Brother Kevin, (87), a native of Cork, has provided meals and care packages to tens of thousands of people for the last 53 years.

Image: PA

PRESIDENT MICHAEL D HIGGINS has led tributes to humanitarian Brother Kevin Crowley who retired today. 

Brother Kevin, (87), a native of Cork, has provided meals as well as care packages to tens of thousands of people since the Capuchin Day Centre was set up in Dublin in 1969.

When it first opened 53 years ago, it was helping around 50 people per day. Now, it sees between 300 and 500 people visiting for breakfast, and between 500 and 600 people looking for dinner every day. 

The Brother and his team provide more than 900 meals are provided every day and 1,500 food parcels are handed out to people in need every Wednesday.

In 2018 the centre was visited by Pope Francis to pay a tribute to Brother Kevin’s work. 


President Higgins paid a warm tribute to Kevin Crowley who he said has given an great service to the people of Dublin.  

“Since founding the centre in 1969, Brother Kevin has led an invaluable service that is providing essential food and compassion to those most in need in our capital city.

“Pope Francis has spoken of a ‘culture of indifference’ and has challenged us all not to avert our gaze or to turn away from those who suffer on our shared planet. Brother Kevin, and those who work alongside him, in their work are meeting this challenge every day.

“May I take this opportunity to thank Brother Kevin and all those in the Capuchin Day Centre for their great spirit of shared humanity and determined pursuit of dignity, their practical work in the delivery of human rights for all our fellow citizens. May I wish Brother Kevin my very best wishes for the future on his return to his native Cork,” he said. 

Archbishop of Dublin Dermot Farrell also sent his best wishes to Brother Kevin and spoke of how his colleague “devoted his life to the service of the poor”.

“His work with its staff and volunteers transformed the lives of those who availed of the services at the centre, from misery and despair to hope and love. 

“As Brother Kevin retires, we should remember the poor we still have with us, in ever greater numbers because of wars, famine, drug and alcohol addiction,” he said.

▶ **Task instructions**:
1. Copy the article on Brother Kevin's retirement between "In 2018 the" and "our capital city.", inclusive, and replace "invaluable" with "indispensable".
2. Turn the paragraph of the article on Brother Kevin's retirement that begins "When it first opened 53 years ago" into a short bulleted list that keeps its main figures.
The material that follows has no connection to the article on Brother Kevin's retirement.

▶ **Supplied information**:
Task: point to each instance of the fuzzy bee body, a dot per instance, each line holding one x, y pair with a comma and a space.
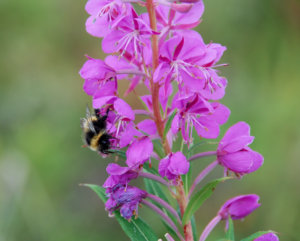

▶ **Final results**:
1.
In 2018 the centre was visited by Pope Francis to pay a tribute to Brother Kevin’s work. 


President Higgins paid a warm tribute to Kevin Crowley who he said has given an great service to the people of Dublin.  

“Since founding the centre in 1969, Brother Kevin has led an indispensable service that is providing essential food and compassion to those most in need in our capital city.

2.
- When it opened 53 years ago, the centre helped around 50 people per day.
- It now sees 300 to 500 people daily for breakfast.
- It now sees 500 to 600 people daily for dinner.